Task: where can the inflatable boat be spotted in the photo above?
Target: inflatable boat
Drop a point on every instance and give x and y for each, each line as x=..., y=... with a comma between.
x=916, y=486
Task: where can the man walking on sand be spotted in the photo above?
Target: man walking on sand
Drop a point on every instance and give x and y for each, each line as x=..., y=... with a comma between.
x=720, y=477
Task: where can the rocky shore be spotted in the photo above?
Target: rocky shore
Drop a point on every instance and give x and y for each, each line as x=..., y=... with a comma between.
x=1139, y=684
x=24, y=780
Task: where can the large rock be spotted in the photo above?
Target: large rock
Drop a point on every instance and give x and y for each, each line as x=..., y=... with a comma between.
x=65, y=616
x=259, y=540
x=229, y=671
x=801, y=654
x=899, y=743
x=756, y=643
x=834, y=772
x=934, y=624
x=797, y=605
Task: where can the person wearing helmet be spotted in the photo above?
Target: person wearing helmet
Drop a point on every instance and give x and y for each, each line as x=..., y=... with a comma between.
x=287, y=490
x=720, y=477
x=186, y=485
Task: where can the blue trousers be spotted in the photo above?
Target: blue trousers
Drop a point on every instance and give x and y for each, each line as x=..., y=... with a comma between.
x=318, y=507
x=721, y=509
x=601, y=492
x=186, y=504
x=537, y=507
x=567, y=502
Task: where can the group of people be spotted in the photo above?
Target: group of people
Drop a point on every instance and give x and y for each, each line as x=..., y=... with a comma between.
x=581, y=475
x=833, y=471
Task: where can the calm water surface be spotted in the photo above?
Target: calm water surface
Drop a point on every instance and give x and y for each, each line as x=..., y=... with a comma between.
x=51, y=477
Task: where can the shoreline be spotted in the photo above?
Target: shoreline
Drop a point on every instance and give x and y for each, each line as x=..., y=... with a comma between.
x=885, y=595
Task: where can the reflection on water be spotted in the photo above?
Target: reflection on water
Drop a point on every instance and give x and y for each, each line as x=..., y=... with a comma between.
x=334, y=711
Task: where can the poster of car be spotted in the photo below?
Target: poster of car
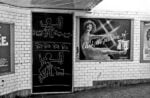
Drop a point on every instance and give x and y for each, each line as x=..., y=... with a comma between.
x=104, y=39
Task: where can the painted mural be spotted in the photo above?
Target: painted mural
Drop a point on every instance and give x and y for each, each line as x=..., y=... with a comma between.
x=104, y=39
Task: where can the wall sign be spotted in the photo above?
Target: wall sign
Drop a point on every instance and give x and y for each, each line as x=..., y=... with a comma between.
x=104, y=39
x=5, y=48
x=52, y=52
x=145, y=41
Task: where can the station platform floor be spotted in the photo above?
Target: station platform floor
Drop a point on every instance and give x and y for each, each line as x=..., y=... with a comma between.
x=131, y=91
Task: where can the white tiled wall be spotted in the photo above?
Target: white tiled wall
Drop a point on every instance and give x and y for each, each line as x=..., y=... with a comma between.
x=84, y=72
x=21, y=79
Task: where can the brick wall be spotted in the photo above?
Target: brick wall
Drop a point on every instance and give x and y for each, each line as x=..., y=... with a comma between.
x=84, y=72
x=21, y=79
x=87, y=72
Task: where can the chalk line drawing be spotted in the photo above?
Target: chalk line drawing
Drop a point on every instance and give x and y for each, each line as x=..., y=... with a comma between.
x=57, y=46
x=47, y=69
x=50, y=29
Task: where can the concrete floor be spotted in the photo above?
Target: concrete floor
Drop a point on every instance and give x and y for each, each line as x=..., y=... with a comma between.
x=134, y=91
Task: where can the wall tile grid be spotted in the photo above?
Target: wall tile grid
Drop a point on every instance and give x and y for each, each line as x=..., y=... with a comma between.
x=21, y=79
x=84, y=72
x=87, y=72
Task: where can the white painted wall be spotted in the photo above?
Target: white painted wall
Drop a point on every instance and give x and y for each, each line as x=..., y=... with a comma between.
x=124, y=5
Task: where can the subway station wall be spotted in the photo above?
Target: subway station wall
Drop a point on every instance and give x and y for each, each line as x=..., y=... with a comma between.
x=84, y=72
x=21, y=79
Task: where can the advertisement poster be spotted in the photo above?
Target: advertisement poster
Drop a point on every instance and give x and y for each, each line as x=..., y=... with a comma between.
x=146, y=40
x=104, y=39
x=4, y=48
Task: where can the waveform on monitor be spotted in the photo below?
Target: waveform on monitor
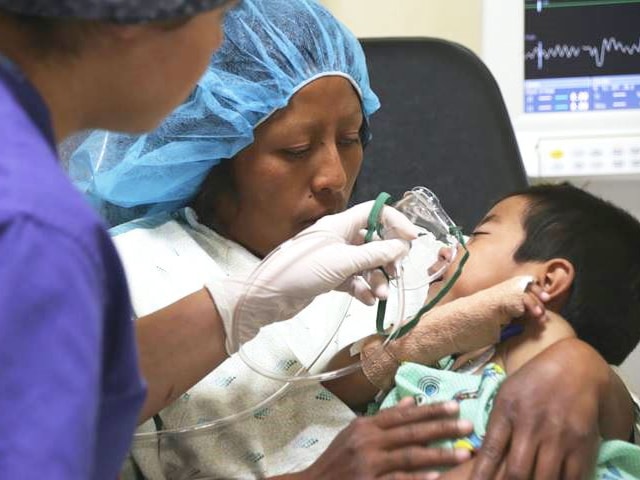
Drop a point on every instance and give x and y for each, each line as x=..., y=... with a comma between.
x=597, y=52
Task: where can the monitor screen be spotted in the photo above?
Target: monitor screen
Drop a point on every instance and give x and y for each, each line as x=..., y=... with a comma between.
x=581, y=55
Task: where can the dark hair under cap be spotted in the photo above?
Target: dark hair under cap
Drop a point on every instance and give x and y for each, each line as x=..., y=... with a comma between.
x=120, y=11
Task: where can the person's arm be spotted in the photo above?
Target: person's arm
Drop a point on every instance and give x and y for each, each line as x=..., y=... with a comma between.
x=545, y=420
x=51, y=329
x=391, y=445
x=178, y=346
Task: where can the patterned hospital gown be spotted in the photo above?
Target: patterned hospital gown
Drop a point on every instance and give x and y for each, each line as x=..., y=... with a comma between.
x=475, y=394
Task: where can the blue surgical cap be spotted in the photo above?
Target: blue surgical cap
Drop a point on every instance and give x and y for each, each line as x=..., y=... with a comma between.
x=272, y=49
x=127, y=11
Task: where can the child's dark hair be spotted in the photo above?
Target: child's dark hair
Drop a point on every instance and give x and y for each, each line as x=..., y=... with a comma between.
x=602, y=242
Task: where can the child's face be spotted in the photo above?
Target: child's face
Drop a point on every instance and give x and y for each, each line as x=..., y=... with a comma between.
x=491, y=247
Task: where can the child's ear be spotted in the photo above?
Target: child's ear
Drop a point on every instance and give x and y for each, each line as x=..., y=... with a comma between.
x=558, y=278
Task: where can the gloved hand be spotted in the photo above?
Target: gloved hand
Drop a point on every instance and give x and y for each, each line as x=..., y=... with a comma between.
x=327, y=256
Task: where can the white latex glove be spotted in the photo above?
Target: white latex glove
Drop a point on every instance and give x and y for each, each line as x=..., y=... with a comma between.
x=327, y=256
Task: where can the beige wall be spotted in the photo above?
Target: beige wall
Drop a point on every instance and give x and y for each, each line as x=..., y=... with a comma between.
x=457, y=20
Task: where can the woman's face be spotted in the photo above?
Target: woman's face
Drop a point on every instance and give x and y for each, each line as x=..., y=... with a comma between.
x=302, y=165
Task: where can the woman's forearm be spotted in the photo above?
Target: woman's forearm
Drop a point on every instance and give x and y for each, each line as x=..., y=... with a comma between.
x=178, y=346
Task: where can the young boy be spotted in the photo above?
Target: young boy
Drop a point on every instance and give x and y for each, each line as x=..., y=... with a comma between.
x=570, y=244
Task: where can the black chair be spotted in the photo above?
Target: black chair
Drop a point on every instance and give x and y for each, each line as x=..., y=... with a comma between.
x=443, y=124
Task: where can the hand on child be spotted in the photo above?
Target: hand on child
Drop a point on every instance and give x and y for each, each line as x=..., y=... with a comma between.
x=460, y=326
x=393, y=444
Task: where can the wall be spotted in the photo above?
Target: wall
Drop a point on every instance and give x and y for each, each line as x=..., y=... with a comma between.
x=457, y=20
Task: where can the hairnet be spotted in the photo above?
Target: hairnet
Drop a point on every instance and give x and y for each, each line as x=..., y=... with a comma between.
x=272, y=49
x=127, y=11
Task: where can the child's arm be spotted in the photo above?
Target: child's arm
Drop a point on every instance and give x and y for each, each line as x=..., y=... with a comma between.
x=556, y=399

◇ ◇ ◇ ◇

-- What needs to be done --
Revise the data beginning at the line that contains "Task: where can the blue trousers" and ending after the line that contains "x=567, y=502", replacing "blue trousers" with "blue jeans" and leaving everything else unchanged. Return only those lines.

-- The reply --
Task: where can the blue jeans be spotted in the photo above?
Target: blue jeans
Drop a point on every instance and give x and y for each, each line as x=..., y=... with a comma between.
x=318, y=507
x=721, y=509
x=601, y=492
x=186, y=504
x=537, y=507
x=567, y=502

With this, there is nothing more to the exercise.